## DATA RECORDS
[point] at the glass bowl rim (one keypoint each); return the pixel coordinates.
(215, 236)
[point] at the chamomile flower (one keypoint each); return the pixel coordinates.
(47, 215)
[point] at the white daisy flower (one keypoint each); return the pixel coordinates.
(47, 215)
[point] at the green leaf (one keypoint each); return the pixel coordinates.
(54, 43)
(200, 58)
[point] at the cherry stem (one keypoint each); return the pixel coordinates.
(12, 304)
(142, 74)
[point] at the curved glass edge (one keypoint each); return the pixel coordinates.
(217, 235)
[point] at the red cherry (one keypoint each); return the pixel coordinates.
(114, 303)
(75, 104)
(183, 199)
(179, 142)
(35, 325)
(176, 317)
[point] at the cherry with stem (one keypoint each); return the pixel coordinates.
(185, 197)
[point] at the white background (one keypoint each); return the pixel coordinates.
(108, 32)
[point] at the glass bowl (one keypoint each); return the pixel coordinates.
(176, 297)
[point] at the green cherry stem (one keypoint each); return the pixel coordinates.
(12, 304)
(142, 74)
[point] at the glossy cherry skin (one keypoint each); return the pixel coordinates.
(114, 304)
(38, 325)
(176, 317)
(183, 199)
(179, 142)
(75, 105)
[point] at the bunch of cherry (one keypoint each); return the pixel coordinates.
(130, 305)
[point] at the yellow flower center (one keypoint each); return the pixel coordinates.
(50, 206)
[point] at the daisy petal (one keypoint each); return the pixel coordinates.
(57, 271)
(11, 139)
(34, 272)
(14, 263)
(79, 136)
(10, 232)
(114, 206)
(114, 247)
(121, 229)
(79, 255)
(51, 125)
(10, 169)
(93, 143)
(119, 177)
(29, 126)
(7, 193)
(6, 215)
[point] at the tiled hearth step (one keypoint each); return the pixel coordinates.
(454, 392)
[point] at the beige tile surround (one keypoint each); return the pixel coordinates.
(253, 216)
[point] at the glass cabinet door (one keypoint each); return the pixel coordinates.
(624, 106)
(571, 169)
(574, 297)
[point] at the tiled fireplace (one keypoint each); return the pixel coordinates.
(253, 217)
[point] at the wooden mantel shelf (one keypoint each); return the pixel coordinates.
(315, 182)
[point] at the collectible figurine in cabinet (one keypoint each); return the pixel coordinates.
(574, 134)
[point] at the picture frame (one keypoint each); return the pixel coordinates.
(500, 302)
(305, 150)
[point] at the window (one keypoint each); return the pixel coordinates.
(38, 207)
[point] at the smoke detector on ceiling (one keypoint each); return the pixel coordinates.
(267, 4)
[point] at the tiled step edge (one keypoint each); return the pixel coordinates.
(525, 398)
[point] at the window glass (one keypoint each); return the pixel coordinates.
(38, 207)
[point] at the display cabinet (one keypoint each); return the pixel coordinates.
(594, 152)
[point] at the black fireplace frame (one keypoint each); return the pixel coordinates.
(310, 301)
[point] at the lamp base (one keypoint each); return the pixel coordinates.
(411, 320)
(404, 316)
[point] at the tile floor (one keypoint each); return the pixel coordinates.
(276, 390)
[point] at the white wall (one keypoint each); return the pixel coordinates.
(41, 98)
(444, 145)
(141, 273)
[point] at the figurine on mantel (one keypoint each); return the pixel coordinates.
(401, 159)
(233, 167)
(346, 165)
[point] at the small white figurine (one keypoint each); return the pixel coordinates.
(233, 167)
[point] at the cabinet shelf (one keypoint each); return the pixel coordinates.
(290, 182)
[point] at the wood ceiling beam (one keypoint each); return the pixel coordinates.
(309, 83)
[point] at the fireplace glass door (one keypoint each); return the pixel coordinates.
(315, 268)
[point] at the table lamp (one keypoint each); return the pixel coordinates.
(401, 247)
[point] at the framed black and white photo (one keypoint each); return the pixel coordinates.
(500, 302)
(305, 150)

## YOUR ASSIGNMENT
The entries above are to be restated word for word.

## EXPECTED OUTPUT
[point] at the glass bowl rim (one keypoint each); return the pixel coordinates.
(215, 236)
[point] at the chamomile flower (one keypoint each); return the pixel coordinates.
(47, 215)
[point] at the white daisy flower (one keypoint each); return the pixel coordinates.
(47, 215)
[point] at the green leaf (one keypoint each); return the pixel coordinates.
(54, 43)
(200, 58)
[point] at the cherry stem (one keypoint each); return the pixel coordinates.
(12, 304)
(142, 74)
[point] at the curved glass edge (one keypoint each); return the pixel coordinates.
(217, 235)
[point] at the red cherry (one keypoint each); return the pixel coordinates.
(114, 303)
(75, 104)
(183, 199)
(179, 142)
(35, 325)
(176, 317)
[point] at the cherry with stem (one keypoint each); return the pixel coordinates.
(185, 197)
[point] at the white background (one keypoint each); return the pixel coordinates.
(108, 32)
[point] at the glass bowl (one keypoint each); return the pixel coordinates.
(176, 297)
[point] at the green cherry stem (one keypoint each); return the pixel coordinates.
(12, 304)
(142, 74)
[point] at the glossy cherry skin (one keypoint each); return the pixel coordinates.
(114, 304)
(38, 325)
(176, 317)
(183, 199)
(179, 142)
(75, 105)
[point] at the bunch of cherry (one keypoint each); return the pixel coordinates.
(130, 305)
[point] at the yellow flower center (one keypoint each); return the pixel coordinates.
(50, 206)
[point] at the daisy petal (one keypoint each); return the pixel coordinates.
(57, 271)
(11, 139)
(34, 272)
(14, 263)
(79, 136)
(10, 232)
(114, 206)
(114, 247)
(121, 229)
(79, 255)
(51, 125)
(10, 169)
(93, 143)
(119, 177)
(29, 126)
(7, 193)
(6, 215)
[point] at the tiled hearth step (one keypoint each); return the pixel coordinates.
(454, 392)
[point] at the beige tile surround (one keypoint each); return the pixel coordinates.
(253, 216)
[point] at the glass cabinet door (one keypoint each); return the pixel coordinates.
(624, 106)
(571, 169)
(574, 297)
[point] at the tiled fireplace (one keypoint each); return the pixel coordinates.
(253, 217)
[point] at the wooden mantel shelf (one keypoint each); return the pixel coordinates.
(315, 182)
[point] at the collectible figurine in cabinet (one keypoint each); return the pixel coordinates.
(574, 134)
[point] at the picture frame (one keypoint each); return the pixel coordinates.
(500, 302)
(305, 150)
[point] at the window (one keypoint each); return the pixel coordinates.
(38, 207)
[point] at the smoke detector on ceiling (one keypoint each); return the pixel coordinates.
(267, 4)
[point] at the tiled step edge (one keypoint each); return the pixel coordinates.
(525, 398)
[point] at the window glass (one keypoint each); return the pixel coordinates.
(38, 207)
[point] at the display cabinet (one keypoint each); return the pixel coordinates.
(594, 152)
[point] at the black fireplace frame (one keypoint each); return the pixel coordinates.
(310, 301)
[point] at the lamp base (one keypoint each); return the pixel coordinates.
(411, 320)
(404, 316)
[point] at the tile floor (one keypoint each); return the pixel coordinates.
(276, 390)
[point] at the white wall (one keypoint each); return the pixel coordinates.
(41, 98)
(444, 145)
(141, 273)
[point] at the figurine on mantel (one keypoint each); return the pixel coordinates.
(401, 159)
(233, 167)
(346, 165)
[point] at the small white figurine (one keypoint each); return the pixel coordinates.
(233, 167)
[point] at the cabinet shelf (one keypoint each); return the pixel coordinates.
(290, 182)
[point] at the wood ceiling beam (one keypoint each); return the pixel coordinates.
(309, 83)
[point] at the fireplace glass door (one keypoint each); return the pixel coordinates.
(315, 268)
[point] at the table lamp (one keypoint each); return the pixel coordinates.
(401, 247)
[point] at the framed black and white photo (one keypoint each); return the pixel coordinates.
(500, 302)
(305, 150)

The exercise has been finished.